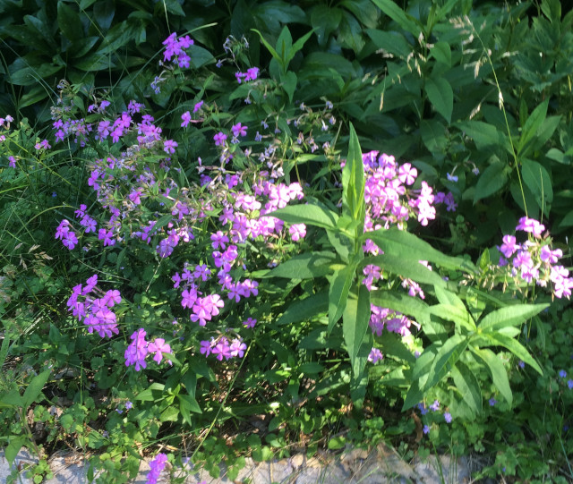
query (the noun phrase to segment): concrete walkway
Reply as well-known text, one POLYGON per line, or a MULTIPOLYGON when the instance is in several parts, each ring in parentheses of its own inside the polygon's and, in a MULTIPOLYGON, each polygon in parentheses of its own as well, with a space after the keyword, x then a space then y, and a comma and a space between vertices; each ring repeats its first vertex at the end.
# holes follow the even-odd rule
MULTIPOLYGON (((30 464, 38 462, 26 451, 21 451, 16 458, 16 464, 30 464)), ((49 461, 54 478, 44 480, 44 484, 87 484, 87 465, 81 458, 67 456, 53 457, 49 461)), ((142 463, 140 473, 133 482, 144 484, 149 471, 147 462, 142 463)), ((0 482, 4 483, 10 475, 11 469, 0 451, 0 482)), ((21 472, 16 482, 18 484, 32 484, 32 480, 21 472)), ((175 472, 175 476, 183 475, 175 472)), ((208 484, 235 484, 244 481, 252 484, 438 484, 469 483, 471 476, 467 461, 455 461, 448 456, 440 460, 430 456, 425 463, 415 462, 409 464, 402 461, 395 452, 385 446, 366 452, 352 450, 343 454, 334 455, 323 454, 320 457, 306 459, 297 454, 280 461, 255 463, 246 459, 246 466, 239 472, 238 478, 231 481, 225 477, 225 469, 221 467, 221 477, 212 479, 206 472, 192 474, 185 483, 196 484, 205 480, 208 484), (441 468, 441 471, 440 470, 441 468), (443 480, 440 478, 443 476, 443 480)), ((163 471, 159 484, 169 483, 169 471, 163 471)))

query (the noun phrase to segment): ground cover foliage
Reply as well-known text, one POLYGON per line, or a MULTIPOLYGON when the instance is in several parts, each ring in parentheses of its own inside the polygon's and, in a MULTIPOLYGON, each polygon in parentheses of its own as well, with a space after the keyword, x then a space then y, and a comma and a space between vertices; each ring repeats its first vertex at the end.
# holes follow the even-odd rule
POLYGON ((0 13, 0 438, 36 481, 381 441, 573 479, 558 1, 0 13))

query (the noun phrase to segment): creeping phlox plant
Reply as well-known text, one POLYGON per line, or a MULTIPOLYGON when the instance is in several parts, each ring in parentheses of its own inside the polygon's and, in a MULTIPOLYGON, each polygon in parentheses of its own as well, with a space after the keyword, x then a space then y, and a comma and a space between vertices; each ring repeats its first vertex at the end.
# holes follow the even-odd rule
MULTIPOLYGON (((365 220, 364 233, 373 232, 381 228, 398 226, 406 230, 406 222, 412 217, 423 226, 436 217, 435 203, 445 203, 448 211, 456 209, 456 203, 451 192, 437 192, 435 195, 432 187, 425 182, 420 183, 419 189, 414 189, 418 172, 410 163, 398 165, 392 156, 371 151, 363 154, 364 166, 364 199, 365 220)), ((342 163, 344 166, 344 162, 342 163)), ((370 239, 363 246, 364 253, 378 255, 382 250, 370 239)), ((431 268, 426 261, 420 261, 431 268)), ((383 279, 389 279, 389 274, 380 266, 369 264, 363 268, 364 278, 362 283, 369 291, 377 289, 376 284, 383 279)), ((389 282, 391 284, 391 281, 389 282)), ((402 286, 407 289, 410 296, 419 296, 424 299, 424 293, 420 285, 408 278, 402 278, 402 286)), ((377 336, 382 335, 382 331, 398 333, 402 336, 411 335, 411 327, 420 329, 420 325, 399 311, 388 308, 381 308, 371 303, 370 327, 377 336)), ((368 361, 373 363, 381 360, 379 349, 372 348, 368 361)))

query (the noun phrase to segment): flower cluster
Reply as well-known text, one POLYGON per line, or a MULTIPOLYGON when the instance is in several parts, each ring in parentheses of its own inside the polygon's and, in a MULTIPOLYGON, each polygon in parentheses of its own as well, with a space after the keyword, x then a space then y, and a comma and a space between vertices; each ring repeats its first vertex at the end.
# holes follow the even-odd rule
POLYGON ((118 335, 115 313, 111 310, 122 301, 119 291, 111 289, 106 293, 98 286, 98 275, 95 274, 82 286, 78 284, 67 301, 68 310, 78 320, 83 321, 88 331, 98 333, 102 338, 118 335), (99 297, 94 297, 98 295, 99 297))
POLYGON ((201 342, 201 353, 206 357, 213 354, 219 361, 230 360, 231 358, 243 358, 247 345, 243 343, 240 337, 233 339, 230 343, 225 336, 218 339, 211 338, 210 341, 203 340, 201 342))
MULTIPOLYGON (((153 354, 153 361, 159 364, 165 353, 171 353, 171 346, 163 338, 155 338, 154 341, 150 342, 145 339, 146 335, 146 331, 141 327, 135 331, 131 336, 132 343, 124 354, 125 366, 135 366, 135 371, 147 368, 145 359, 149 354, 153 354)), ((166 359, 166 361, 172 364, 170 360, 166 359)))
POLYGON ((184 49, 189 48, 193 43, 188 35, 177 38, 177 32, 173 32, 163 41, 163 45, 166 47, 163 60, 172 61, 182 69, 189 67, 191 57, 184 49))
POLYGON ((56 239, 60 239, 64 247, 66 247, 72 250, 78 244, 78 237, 70 228, 70 222, 67 219, 63 219, 57 228, 56 229, 56 239))
POLYGON ((537 220, 523 217, 516 230, 531 234, 531 237, 517 243, 515 235, 504 235, 503 243, 498 246, 502 254, 500 267, 509 269, 517 282, 519 279, 527 284, 535 281, 541 287, 552 284, 555 297, 569 299, 573 289, 573 277, 569 277, 569 269, 559 264, 559 259, 563 257, 562 250, 552 249, 551 240, 542 238, 545 226, 537 220))
POLYGON ((167 463, 167 456, 163 453, 159 453, 150 463, 150 470, 147 474, 147 480, 145 484, 156 484, 159 479, 159 475, 165 469, 165 464, 167 463))
POLYGON ((410 328, 412 326, 420 329, 418 323, 409 319, 398 311, 394 311, 388 308, 381 308, 374 304, 370 305, 370 328, 377 336, 381 336, 384 328, 390 333, 397 333, 401 336, 411 335, 412 332, 410 328))

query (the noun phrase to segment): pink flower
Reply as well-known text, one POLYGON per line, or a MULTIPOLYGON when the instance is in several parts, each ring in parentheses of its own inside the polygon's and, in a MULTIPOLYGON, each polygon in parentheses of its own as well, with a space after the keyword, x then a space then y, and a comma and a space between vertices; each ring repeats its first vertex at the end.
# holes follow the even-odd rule
POLYGON ((181 119, 183 119, 183 123, 181 123, 182 128, 186 128, 191 122, 191 113, 189 111, 185 111, 183 115, 181 115, 181 119))

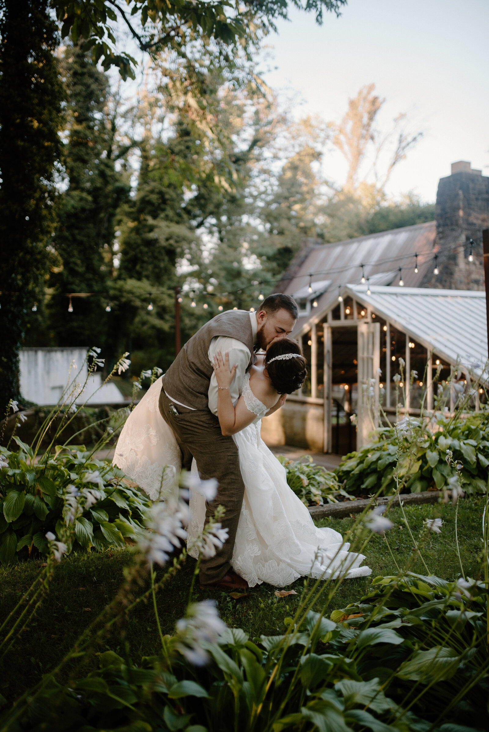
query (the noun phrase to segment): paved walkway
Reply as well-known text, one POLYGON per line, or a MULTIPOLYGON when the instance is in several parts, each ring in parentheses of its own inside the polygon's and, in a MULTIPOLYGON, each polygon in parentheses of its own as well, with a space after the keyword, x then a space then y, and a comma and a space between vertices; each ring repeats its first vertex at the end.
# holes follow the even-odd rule
MULTIPOLYGON (((334 470, 339 466, 341 460, 341 455, 313 452, 312 450, 306 450, 303 447, 292 447, 291 445, 269 445, 269 447, 274 455, 285 455, 289 460, 299 460, 302 455, 312 455, 313 460, 317 465, 322 465, 328 470, 334 470)), ((114 449, 114 447, 110 447, 104 450, 99 450, 96 453, 95 458, 97 460, 111 460, 113 458, 114 449)))

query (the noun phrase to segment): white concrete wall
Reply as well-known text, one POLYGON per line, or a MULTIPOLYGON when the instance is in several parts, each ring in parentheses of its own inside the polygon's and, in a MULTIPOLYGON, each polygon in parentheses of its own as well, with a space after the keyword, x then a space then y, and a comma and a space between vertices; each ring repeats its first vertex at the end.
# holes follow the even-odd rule
MULTIPOLYGON (((57 404, 67 385, 73 382, 81 386, 87 376, 85 362, 86 348, 21 348, 20 354, 20 393, 29 402, 41 406, 57 404)), ((77 403, 114 404, 124 401, 115 384, 102 386, 101 375, 95 373, 80 395, 77 403), (93 396, 91 396, 94 395, 93 396)))

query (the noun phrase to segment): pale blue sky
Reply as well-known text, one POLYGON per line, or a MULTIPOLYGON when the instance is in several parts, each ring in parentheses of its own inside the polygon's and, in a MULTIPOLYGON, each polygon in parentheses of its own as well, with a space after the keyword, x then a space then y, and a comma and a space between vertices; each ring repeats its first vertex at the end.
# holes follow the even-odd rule
MULTIPOLYGON (((343 15, 291 12, 269 36, 266 81, 284 97, 302 100, 296 116, 336 120, 360 86, 376 85, 387 97, 387 126, 407 112, 424 138, 400 163, 389 185, 399 195, 414 190, 434 201, 450 163, 470 160, 489 175, 489 2, 488 0, 349 0, 343 15)), ((338 154, 325 157, 324 173, 343 182, 338 154)))

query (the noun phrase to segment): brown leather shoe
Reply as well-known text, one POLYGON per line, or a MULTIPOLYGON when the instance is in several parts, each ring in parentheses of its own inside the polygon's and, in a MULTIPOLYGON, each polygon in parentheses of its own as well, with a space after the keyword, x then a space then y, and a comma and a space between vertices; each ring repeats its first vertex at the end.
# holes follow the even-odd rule
POLYGON ((225 590, 247 590, 250 589, 246 580, 244 580, 239 575, 236 575, 236 572, 233 572, 232 569, 230 569, 222 580, 209 582, 208 585, 201 585, 201 590, 205 590, 207 587, 222 587, 225 590))

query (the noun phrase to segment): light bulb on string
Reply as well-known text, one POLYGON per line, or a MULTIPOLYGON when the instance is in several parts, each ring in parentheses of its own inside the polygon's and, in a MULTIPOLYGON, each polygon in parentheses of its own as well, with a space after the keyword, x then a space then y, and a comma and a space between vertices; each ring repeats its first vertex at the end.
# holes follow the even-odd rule
POLYGON ((474 255, 472 254, 472 247, 475 244, 475 242, 474 241, 473 239, 471 239, 470 241, 469 242, 469 243, 470 244, 470 254, 469 255, 469 262, 473 262, 474 261, 474 255))
POLYGON ((435 269, 433 269, 433 274, 438 274, 438 254, 435 255, 435 269))

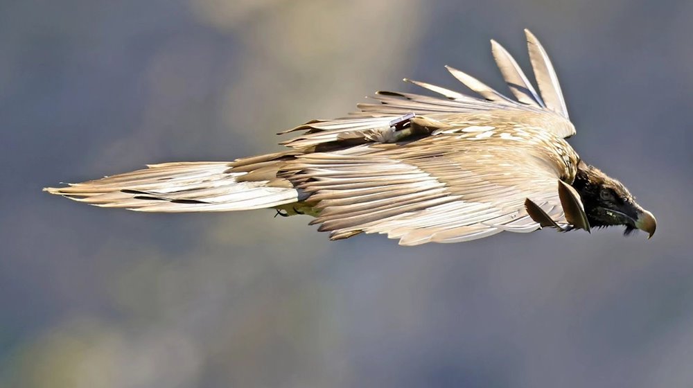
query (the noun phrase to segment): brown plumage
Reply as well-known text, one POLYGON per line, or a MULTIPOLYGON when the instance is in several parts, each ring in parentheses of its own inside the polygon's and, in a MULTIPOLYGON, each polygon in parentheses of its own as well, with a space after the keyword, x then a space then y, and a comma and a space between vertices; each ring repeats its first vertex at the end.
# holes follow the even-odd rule
POLYGON ((272 208, 282 215, 315 217, 310 223, 332 239, 380 233, 408 245, 543 227, 620 224, 626 233, 640 229, 651 236, 652 214, 565 141, 575 129, 556 73, 539 42, 525 33, 541 93, 491 41, 516 100, 447 67, 482 98, 409 81, 444 98, 380 91, 348 117, 286 131, 304 132, 283 142, 283 152, 150 165, 46 190, 139 211, 272 208))

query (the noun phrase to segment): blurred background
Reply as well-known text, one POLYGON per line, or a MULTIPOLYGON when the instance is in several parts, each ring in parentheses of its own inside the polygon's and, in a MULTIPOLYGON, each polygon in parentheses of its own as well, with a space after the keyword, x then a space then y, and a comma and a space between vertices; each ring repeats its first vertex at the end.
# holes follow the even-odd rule
MULTIPOLYGON (((693 2, 0 1, 0 386, 691 387, 693 2), (588 162, 657 234, 330 242, 271 210, 143 214, 41 192, 279 150, 494 38, 553 60, 588 162)), ((527 67, 525 66, 525 69, 527 67)))

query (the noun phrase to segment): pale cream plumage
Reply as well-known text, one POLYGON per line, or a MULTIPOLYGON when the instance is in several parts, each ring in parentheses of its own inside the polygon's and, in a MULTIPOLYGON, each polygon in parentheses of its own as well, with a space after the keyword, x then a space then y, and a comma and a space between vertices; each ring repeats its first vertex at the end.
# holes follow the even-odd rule
POLYGON ((559 181, 570 184, 575 177, 579 158, 563 139, 575 130, 545 51, 526 33, 541 96, 492 42, 517 100, 448 67, 483 98, 410 81, 444 98, 378 92, 375 103, 358 105, 349 117, 286 131, 304 133, 284 142, 285 152, 152 165, 46 190, 141 211, 308 211, 317 215, 312 223, 333 238, 380 233, 404 245, 528 232, 540 223, 570 229, 584 212, 577 193, 563 189, 559 195, 559 181), (553 224, 530 216, 527 200, 553 224), (564 208, 570 209, 567 215, 564 208))

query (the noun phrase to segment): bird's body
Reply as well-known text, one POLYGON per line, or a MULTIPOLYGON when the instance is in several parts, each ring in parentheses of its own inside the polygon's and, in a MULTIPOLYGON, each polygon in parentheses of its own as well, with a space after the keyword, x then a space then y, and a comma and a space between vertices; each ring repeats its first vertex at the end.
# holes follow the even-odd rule
POLYGON ((527 31, 541 94, 495 42, 517 100, 448 71, 480 99, 423 82, 445 98, 378 92, 342 118, 313 121, 281 152, 232 162, 148 166, 51 193, 142 211, 273 208, 308 214, 339 239, 387 233, 403 245, 473 240, 541 227, 623 224, 650 235, 656 222, 617 181, 580 160, 555 72, 527 31), (602 190, 608 191, 608 193, 602 190), (611 201, 611 202, 610 202, 611 201))

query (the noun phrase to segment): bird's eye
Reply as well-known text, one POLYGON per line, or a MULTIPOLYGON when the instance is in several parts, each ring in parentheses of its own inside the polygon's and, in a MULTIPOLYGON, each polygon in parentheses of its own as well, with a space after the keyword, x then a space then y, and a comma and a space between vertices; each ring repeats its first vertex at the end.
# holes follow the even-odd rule
POLYGON ((613 201, 613 193, 608 188, 605 188, 599 192, 599 197, 604 201, 613 201))

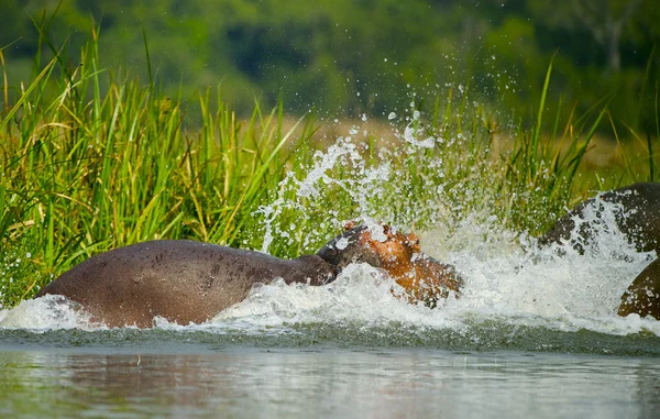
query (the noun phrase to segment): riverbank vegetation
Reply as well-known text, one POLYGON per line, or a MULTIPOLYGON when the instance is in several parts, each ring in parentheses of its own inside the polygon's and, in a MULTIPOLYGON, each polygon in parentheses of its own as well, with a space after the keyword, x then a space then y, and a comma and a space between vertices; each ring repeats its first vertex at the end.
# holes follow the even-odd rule
MULTIPOLYGON (((223 82, 197 90, 188 113, 183 85, 172 96, 156 74, 102 67, 98 27, 77 55, 40 43, 53 58, 37 51, 30 80, 2 71, 4 307, 96 253, 145 240, 294 257, 352 219, 420 230, 470 219, 535 236, 590 190, 658 177, 651 77, 645 130, 616 120, 610 95, 586 110, 550 106, 552 59, 525 117, 494 111, 469 82, 448 84, 432 100, 406 93, 386 119, 362 113, 343 129, 309 110, 292 118, 286 100, 257 100, 240 115, 223 82), (598 140, 601 129, 618 142, 598 140), (609 159, 590 165, 594 147, 612 147, 609 159)), ((150 46, 143 33, 147 57, 150 46)))

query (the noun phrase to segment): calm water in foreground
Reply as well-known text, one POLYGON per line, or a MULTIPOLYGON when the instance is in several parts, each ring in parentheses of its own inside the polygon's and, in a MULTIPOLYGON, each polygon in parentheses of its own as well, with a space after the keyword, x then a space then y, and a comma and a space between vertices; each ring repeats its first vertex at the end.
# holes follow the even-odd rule
MULTIPOLYGON (((652 335, 522 330, 509 341, 521 350, 504 349, 506 339, 474 350, 497 333, 482 330, 453 337, 457 348, 473 342, 459 350, 430 348, 435 339, 410 331, 358 338, 348 330, 342 341, 341 328, 315 329, 2 331, 0 417, 657 418, 660 411, 660 340, 652 335), (388 345, 396 342, 408 346, 388 345), (587 342, 594 348, 581 346, 587 342), (563 353, 570 345, 582 353, 563 353), (598 354, 617 346, 642 355, 598 354)), ((451 334, 439 340, 452 342, 451 334)))
POLYGON ((651 257, 605 245, 625 249, 439 250, 466 283, 435 310, 365 265, 198 326, 108 330, 25 300, 0 310, 0 418, 659 418, 660 321, 616 316, 651 257))

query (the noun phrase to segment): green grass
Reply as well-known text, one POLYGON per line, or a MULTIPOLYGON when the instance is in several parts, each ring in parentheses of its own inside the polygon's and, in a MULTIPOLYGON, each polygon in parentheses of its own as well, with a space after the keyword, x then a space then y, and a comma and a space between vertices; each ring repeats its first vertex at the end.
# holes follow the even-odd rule
MULTIPOLYGON (((290 124, 283 103, 264 112, 256 102, 239 120, 220 87, 198 96, 200 119, 190 120, 182 98, 166 98, 153 79, 141 84, 100 67, 92 35, 80 65, 56 55, 15 88, 4 74, 4 307, 96 253, 140 241, 193 239, 294 257, 351 219, 443 225, 448 233, 465 220, 495 219, 501 229, 535 235, 587 189, 649 177, 628 155, 605 180, 581 172, 606 99, 548 124, 542 95, 534 126, 501 129, 486 106, 449 90, 431 109, 414 104, 381 134, 356 122, 323 147, 314 114, 290 124)), ((642 139, 651 179, 654 123, 642 139)))

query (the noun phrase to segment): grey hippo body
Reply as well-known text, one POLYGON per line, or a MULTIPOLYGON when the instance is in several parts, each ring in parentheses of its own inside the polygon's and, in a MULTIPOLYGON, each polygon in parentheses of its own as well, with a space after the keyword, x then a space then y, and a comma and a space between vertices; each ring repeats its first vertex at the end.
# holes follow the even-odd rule
MULTIPOLYGON (((638 251, 656 251, 660 255, 660 184, 651 183, 635 184, 585 200, 562 217, 539 243, 565 244, 583 251, 583 245, 593 239, 595 224, 602 223, 606 211, 604 202, 616 205, 616 224, 638 251), (579 234, 572 236, 571 233, 576 228, 575 220, 584 220, 587 210, 595 218, 581 222, 578 227, 579 234)), ((632 280, 620 300, 619 316, 638 313, 660 320, 660 260, 653 261, 632 280)))
POLYGON ((462 279, 453 266, 421 253, 414 234, 383 229, 385 239, 375 241, 365 227, 351 224, 317 254, 295 260, 185 240, 144 242, 90 257, 36 297, 65 296, 108 327, 148 328, 156 317, 205 322, 242 301, 256 283, 283 278, 324 285, 350 263, 382 268, 397 282, 405 278, 402 286, 424 302, 447 297, 448 289, 458 293, 462 279))
POLYGON ((243 300, 255 283, 322 285, 334 269, 320 256, 280 260, 193 241, 158 240, 98 254, 44 287, 109 327, 151 327, 155 317, 180 324, 209 320, 243 300))

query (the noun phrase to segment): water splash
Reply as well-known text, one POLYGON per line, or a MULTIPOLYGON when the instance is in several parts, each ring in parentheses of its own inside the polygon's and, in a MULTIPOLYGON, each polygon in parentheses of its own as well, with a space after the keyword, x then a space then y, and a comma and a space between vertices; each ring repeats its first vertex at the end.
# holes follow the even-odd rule
MULTIPOLYGON (((541 249, 527 232, 507 228, 506 214, 495 210, 498 167, 466 152, 475 139, 450 130, 430 135, 422 119, 411 112, 404 132, 394 129, 392 139, 377 139, 377 146, 370 145, 374 139, 364 136, 362 126, 353 126, 295 167, 279 195, 258 210, 264 219, 261 250, 314 252, 348 220, 366 223, 376 236, 378 222, 403 230, 417 223, 425 228, 418 231, 422 250, 465 277, 460 299, 450 298, 437 309, 409 305, 378 269, 350 265, 329 286, 275 282, 255 287, 246 300, 206 324, 161 320, 158 328, 260 334, 299 333, 306 324, 352 324, 363 331, 405 328, 419 334, 450 330, 470 335, 495 322, 495 334, 510 326, 660 337, 660 321, 616 316, 620 295, 656 257, 638 253, 618 231, 615 214, 620 208, 605 203, 605 212, 587 210, 584 220, 576 220, 595 225, 584 254, 570 246, 541 249)), ((578 232, 572 239, 579 239, 578 232)), ((89 328, 74 307, 55 302, 42 298, 0 311, 0 328, 89 328)))

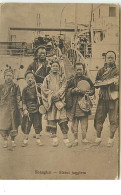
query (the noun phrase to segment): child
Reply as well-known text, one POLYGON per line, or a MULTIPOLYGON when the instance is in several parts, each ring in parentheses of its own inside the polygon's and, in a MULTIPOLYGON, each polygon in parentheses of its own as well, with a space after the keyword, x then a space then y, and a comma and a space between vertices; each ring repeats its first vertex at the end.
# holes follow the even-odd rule
POLYGON ((48 127, 53 134, 53 146, 58 146, 57 123, 63 133, 63 141, 71 147, 68 140, 68 125, 65 110, 65 79, 59 75, 59 63, 52 62, 51 72, 45 77, 42 86, 42 100, 47 110, 48 127))
POLYGON ((86 135, 88 129, 88 116, 91 114, 91 110, 86 110, 86 107, 84 109, 83 105, 84 103, 86 105, 86 99, 89 99, 89 96, 92 96, 95 93, 94 85, 90 78, 85 76, 85 68, 81 62, 75 64, 75 73, 75 76, 68 80, 66 87, 67 115, 68 118, 72 120, 71 129, 74 134, 73 146, 78 145, 79 122, 81 123, 82 143, 89 143, 86 135), (79 87, 81 81, 83 81, 83 84, 79 87), (83 99, 84 97, 85 99, 83 99), (83 105, 80 104, 82 100, 85 101, 83 102, 83 105))
POLYGON ((11 67, 4 71, 5 82, 0 85, 0 133, 4 138, 4 148, 8 147, 8 136, 11 136, 12 147, 20 125, 22 102, 20 88, 13 82, 11 67))
POLYGON ((25 78, 27 87, 23 89, 22 93, 23 121, 25 121, 27 116, 29 117, 29 121, 27 124, 27 130, 24 131, 25 138, 22 146, 25 147, 28 144, 28 136, 32 125, 36 133, 36 142, 39 146, 42 146, 43 144, 40 141, 40 132, 42 131, 42 114, 39 112, 39 104, 41 104, 41 99, 38 97, 37 92, 39 89, 36 88, 33 72, 26 72, 25 78))

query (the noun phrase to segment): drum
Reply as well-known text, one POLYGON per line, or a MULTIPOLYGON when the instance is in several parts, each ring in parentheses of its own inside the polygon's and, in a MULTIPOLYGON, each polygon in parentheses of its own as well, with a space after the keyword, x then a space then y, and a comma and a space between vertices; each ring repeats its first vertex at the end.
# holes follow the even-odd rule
---+---
> **AIM**
Convert the stretch of data from its start through the line containing "MULTIPOLYGON (((30 464, 38" into a two-column CSV with the headers input and output. Put each text and the answer that follows it in one row, each in a single quoted field with line breaks replaced by spaces, and leave out the pictures.

> **RESULT BELOW**
input,output
"query (the noun phrase to segment): concrete walkway Reply as well-known text, one POLYGON per line, or a MULTIPOLYGON when the instance is in several parts, each ring in parentheses of its own inside the polygon's and, in a MULTIPOLYGON, each polygon in parentheses of its own as well, with a space after the keyword, x then a space then y, and a comma and a space between vertices; each ring repeats its first vertex at the end. # holes follow the even-odd rule","MULTIPOLYGON (((30 464, 38 462, 26 451, 21 451, 16 458, 16 464, 30 464)), ((49 461, 54 478, 44 480, 44 484, 87 484, 87 465, 81 458, 67 456, 53 457, 49 461)), ((142 463, 140 473, 133 482, 144 484, 149 471, 147 462, 142 463)), ((0 482, 4 483, 10 475, 11 469, 0 451, 0 482)), ((21 472, 16 482, 18 484, 32 484, 32 480, 21 472)), ((175 472, 175 476, 183 475, 175 472)), ((208 484, 235 484, 244 481, 252 484, 438 484, 469 483, 471 476, 467 461, 455 461, 448 456, 440 460, 430 456, 425 463, 415 462, 409 464, 402 461, 395 452, 385 446, 366 452, 352 450, 343 454, 334 455, 323 454, 320 457, 306 459, 297 454, 280 461, 255 463, 246 459, 246 466, 239 472, 238 478, 231 481, 225 477, 225 469, 221 467, 221 477, 212 479, 206 472, 192 474, 185 483, 196 484, 205 480, 208 484), (441 468, 441 471, 440 470, 441 468), (443 480, 440 478, 443 476, 443 480)), ((163 471, 159 484, 169 483, 169 471, 163 471)))"